◆ Work request ◆
Both the line containing "Target: large coral formation" and the line containing "Target: yellow fish" belong to the span. Output exactly that span from the listing below, and nothing outside it.

Segment Start: Data for this task

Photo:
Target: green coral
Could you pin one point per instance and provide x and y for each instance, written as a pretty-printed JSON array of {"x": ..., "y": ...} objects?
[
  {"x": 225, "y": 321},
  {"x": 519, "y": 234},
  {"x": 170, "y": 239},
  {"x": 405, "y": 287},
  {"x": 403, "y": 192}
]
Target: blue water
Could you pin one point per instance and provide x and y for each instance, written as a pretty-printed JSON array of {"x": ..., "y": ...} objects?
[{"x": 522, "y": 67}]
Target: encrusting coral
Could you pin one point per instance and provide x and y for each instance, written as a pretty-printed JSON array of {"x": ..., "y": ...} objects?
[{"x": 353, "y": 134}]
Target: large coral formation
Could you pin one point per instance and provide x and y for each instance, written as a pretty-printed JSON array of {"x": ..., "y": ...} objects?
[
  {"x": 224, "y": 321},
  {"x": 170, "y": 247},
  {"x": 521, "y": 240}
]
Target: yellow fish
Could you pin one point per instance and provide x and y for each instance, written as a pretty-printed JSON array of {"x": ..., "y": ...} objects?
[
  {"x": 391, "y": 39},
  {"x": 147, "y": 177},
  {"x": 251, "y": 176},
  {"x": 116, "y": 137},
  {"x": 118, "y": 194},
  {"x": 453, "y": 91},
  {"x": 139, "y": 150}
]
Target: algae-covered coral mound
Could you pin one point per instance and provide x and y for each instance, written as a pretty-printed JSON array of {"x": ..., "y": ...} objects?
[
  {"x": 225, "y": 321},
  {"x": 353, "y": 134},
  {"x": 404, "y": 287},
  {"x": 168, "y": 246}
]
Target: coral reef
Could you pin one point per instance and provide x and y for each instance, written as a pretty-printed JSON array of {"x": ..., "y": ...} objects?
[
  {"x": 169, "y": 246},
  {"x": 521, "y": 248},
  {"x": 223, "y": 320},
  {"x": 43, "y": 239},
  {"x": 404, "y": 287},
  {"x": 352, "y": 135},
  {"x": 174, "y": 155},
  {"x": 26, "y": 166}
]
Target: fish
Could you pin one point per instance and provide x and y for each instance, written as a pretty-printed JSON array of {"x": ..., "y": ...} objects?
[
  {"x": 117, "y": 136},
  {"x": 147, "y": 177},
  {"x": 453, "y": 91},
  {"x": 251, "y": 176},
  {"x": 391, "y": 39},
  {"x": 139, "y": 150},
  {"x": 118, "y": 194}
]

Segment End: Data for this task

◆ Reply ◆
Target: large coral formation
Could you pin one point per instance and provide x and y for each instance, written as a pretty-printed JSON array of {"x": ..., "y": ...} objects?
[
  {"x": 224, "y": 321},
  {"x": 170, "y": 247},
  {"x": 521, "y": 240}
]
Target: yellow fish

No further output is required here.